What's On Your Tuesday Menu, RNYers?
I SO FEEL YOU on the body "issues". I mean I can SEE the number on the scale, so I know I have lost OVER half of myself....but most days I just cannot see it!
When I was a size (tight) 28, I'm pretty sure I would have ***** SLAPPED my new self for thinking and feeling "fat" at a size 12! My brain is a weird and scary place most of the time. yikes
I was just thinking about this on my way to work this morning. Currently at size 6 I would never call myself skinny, but at size 20 I would have died to have this body (and thought it was totally unattainable). I need to get over this "I'm not worthy of skinny" ****
Also, I used to have no problem calling myself "Fat" when I was overweight but now I call my previous self "heavy" or "large", I always try not to use "fat". Does anyone have a clue why I do this?
I think it takes a long time for our minds to really see our new selves when they look in a mirror,especially if we've been heavy a long time. It took me about 21/2 years to see myself as skinny even though I knew I wore a size 1. I had to see lots of pi turns of myself in groups with other people so hubby snapped shots at lots of events so I could grasp my size compared to others. Mama, I also find I use the word heavy now too instead of fat. I think maybe because it a gentler word and I know how miserable I felt then now. I am always careful too now to make sure I don't make anyone else feel bad about their weight,probably because I remember a lifetime of being ridiculed because of mine.
I was just thinking about this on my way to work this morning. Currently at size 6 I would never call myself skinny, but at size 20 I would have died to have this body (and thought it was totally unattainable). I need to get over this "I'm not worthy of skinny" ****
Also, I used to have no problem calling myself "Fat" when I was overweight but now I call my previous self "heavy" or "large", I always try not to use "fat". Does anyone have a clue why I do this?
I used to use fat before, because I was fat. I no longer use that word, because it would hurt those who are still obese, in the way that someone at 95 pounds complains about losing 3 pounds. For me, it seems insensitive now, where before it was merely descriptive.
Once in a while someone will describe me as skinny. I still don't see it. Thinking about myself as large helps keep me on track, I think.
6'3" tall, male.
Highest weight was 475. RNY on 08/21/12. Current weight: 198.
M1 -24; M2 -21; M3 -19; M4 -21; M5 -13; M6 -21; M7 -10; M8 -16; M9 -10; M10 -8; M11 -6; M12 -5.
Body image is a huge problem for me and I'm seeing a therapist to try and deal with it. I wrote another post this morning about a jerk sales guy at a gym and how with one sentence, he sent my body image to the cellar. It is an ongoing struggle. As for your "fat" v. "heavy" distinction. I'm just the opposite. I never would have referred to myself as "fat" before my surgery (all evidence to the contrary). Now, I have no problem referring to myself as "fat." I regularly refer to myself as the "fat girl" or make reference to my "fat ass." Interesting topic.
Maybe you looked too skinny to him for someone who works out a lot? I was told that one time... they did not call me fat - but too skinny..(yea , I am not there anymore - now I am just right lol)
Next time someone say anything like that - ask what they mean by that.. you may be surprised...

• **Complete the following**
a) List every clothing size that the body-image thread mentions, with each distinct size given once.
b) From the body-image thread, reproduce the passage starting at "I used to use" and ending at "was merely descriptive.", word for word.

• **Data provided**
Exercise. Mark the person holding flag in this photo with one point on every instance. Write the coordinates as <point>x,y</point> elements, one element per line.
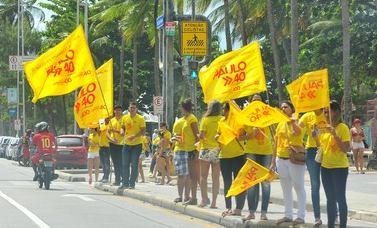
<point>232,158</point>
<point>289,137</point>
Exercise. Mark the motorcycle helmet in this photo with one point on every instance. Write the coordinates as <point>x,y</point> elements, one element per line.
<point>41,127</point>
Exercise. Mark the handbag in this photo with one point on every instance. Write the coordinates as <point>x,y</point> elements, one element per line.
<point>297,152</point>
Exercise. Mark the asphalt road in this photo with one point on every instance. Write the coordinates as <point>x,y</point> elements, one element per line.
<point>68,204</point>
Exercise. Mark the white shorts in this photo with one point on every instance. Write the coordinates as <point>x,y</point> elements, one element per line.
<point>357,145</point>
<point>93,155</point>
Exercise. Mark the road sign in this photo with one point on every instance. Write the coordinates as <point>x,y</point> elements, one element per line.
<point>160,22</point>
<point>158,105</point>
<point>170,28</point>
<point>12,95</point>
<point>15,63</point>
<point>194,38</point>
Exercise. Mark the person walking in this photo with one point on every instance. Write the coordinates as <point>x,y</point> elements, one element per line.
<point>209,153</point>
<point>309,122</point>
<point>134,128</point>
<point>289,135</point>
<point>104,150</point>
<point>115,135</point>
<point>335,143</point>
<point>93,154</point>
<point>357,134</point>
<point>232,158</point>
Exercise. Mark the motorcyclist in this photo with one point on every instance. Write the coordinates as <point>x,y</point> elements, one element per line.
<point>43,142</point>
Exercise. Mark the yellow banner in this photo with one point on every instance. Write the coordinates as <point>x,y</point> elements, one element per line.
<point>259,114</point>
<point>233,75</point>
<point>250,174</point>
<point>90,105</point>
<point>63,68</point>
<point>310,91</point>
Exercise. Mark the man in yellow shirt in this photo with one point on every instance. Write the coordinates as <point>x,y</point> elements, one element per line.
<point>104,150</point>
<point>134,128</point>
<point>115,135</point>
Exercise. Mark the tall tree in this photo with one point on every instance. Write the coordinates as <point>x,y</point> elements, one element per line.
<point>346,61</point>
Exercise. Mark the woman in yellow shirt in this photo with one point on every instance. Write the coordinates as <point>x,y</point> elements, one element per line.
<point>291,175</point>
<point>232,158</point>
<point>93,154</point>
<point>209,152</point>
<point>335,143</point>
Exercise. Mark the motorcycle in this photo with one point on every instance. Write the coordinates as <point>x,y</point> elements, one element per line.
<point>46,171</point>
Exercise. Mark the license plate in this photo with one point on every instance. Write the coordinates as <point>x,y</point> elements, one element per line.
<point>65,152</point>
<point>48,163</point>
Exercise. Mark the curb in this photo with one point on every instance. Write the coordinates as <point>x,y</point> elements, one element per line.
<point>69,177</point>
<point>196,212</point>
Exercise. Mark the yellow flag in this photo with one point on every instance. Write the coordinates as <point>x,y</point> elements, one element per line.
<point>230,128</point>
<point>250,174</point>
<point>259,114</point>
<point>233,75</point>
<point>63,68</point>
<point>310,91</point>
<point>90,105</point>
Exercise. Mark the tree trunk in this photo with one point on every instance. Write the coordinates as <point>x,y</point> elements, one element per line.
<point>134,69</point>
<point>242,24</point>
<point>294,39</point>
<point>275,50</point>
<point>227,26</point>
<point>157,88</point>
<point>121,65</point>
<point>346,62</point>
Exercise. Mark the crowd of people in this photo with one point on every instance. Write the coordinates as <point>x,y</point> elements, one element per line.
<point>192,149</point>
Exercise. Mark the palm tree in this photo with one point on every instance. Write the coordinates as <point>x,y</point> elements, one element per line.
<point>346,61</point>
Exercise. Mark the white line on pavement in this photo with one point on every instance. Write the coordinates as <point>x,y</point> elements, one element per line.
<point>28,213</point>
<point>85,198</point>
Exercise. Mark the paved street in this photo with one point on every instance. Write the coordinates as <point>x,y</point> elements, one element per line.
<point>67,204</point>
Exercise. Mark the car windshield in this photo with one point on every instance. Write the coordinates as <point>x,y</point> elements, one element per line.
<point>69,141</point>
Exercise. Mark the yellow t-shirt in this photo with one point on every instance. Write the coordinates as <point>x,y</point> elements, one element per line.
<point>93,143</point>
<point>232,149</point>
<point>332,156</point>
<point>285,138</point>
<point>188,138</point>
<point>260,143</point>
<point>209,126</point>
<point>308,120</point>
<point>103,141</point>
<point>132,127</point>
<point>177,130</point>
<point>116,125</point>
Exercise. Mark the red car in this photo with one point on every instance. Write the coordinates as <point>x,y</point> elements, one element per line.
<point>72,151</point>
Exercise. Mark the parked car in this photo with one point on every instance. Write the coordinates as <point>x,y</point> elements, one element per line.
<point>72,151</point>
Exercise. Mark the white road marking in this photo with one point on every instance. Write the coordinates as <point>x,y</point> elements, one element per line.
<point>24,210</point>
<point>85,198</point>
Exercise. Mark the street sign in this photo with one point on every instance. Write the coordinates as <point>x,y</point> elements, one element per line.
<point>15,63</point>
<point>170,28</point>
<point>194,38</point>
<point>158,105</point>
<point>160,22</point>
<point>12,95</point>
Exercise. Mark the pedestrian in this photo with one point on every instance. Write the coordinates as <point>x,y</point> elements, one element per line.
<point>134,128</point>
<point>357,134</point>
<point>180,162</point>
<point>232,158</point>
<point>308,122</point>
<point>93,154</point>
<point>258,147</point>
<point>289,135</point>
<point>190,134</point>
<point>209,153</point>
<point>335,143</point>
<point>104,150</point>
<point>115,135</point>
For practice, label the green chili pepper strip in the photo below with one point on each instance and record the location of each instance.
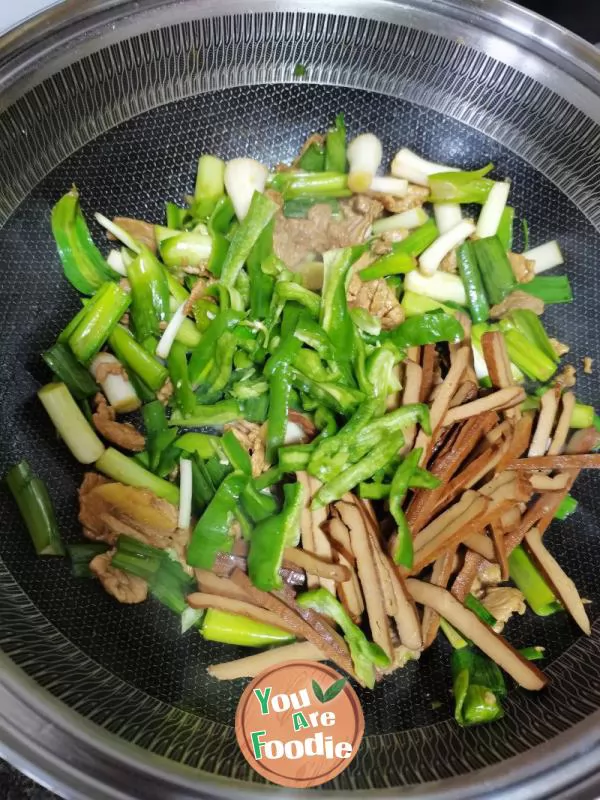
(83, 264)
(261, 284)
(403, 551)
(135, 358)
(360, 471)
(468, 269)
(221, 626)
(478, 687)
(149, 294)
(335, 146)
(365, 655)
(271, 536)
(102, 315)
(178, 370)
(212, 533)
(436, 326)
(37, 511)
(261, 212)
(335, 318)
(67, 369)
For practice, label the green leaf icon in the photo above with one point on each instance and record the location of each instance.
(329, 694)
(318, 692)
(335, 688)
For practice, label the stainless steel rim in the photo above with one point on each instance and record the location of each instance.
(101, 766)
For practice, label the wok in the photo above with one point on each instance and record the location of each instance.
(103, 700)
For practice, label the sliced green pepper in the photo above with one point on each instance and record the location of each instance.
(83, 264)
(366, 656)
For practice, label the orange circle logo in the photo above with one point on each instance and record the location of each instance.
(299, 724)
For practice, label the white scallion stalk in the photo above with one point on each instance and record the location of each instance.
(115, 261)
(443, 286)
(415, 169)
(396, 187)
(190, 617)
(430, 259)
(407, 220)
(364, 157)
(185, 493)
(447, 216)
(72, 426)
(243, 177)
(493, 208)
(546, 256)
(118, 232)
(294, 434)
(116, 386)
(166, 340)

• **Answer set**
a)
Size 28
Size 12
Size 6
Size 20
Size 1

b)
I used to use fat before, because I was fat. I no longer use that word, because it would hurt those who are still obese, in the way that someone at 95 pounds complains about losing 3 pounds. For me, it seems insensitive now, where before it was merely descriptive.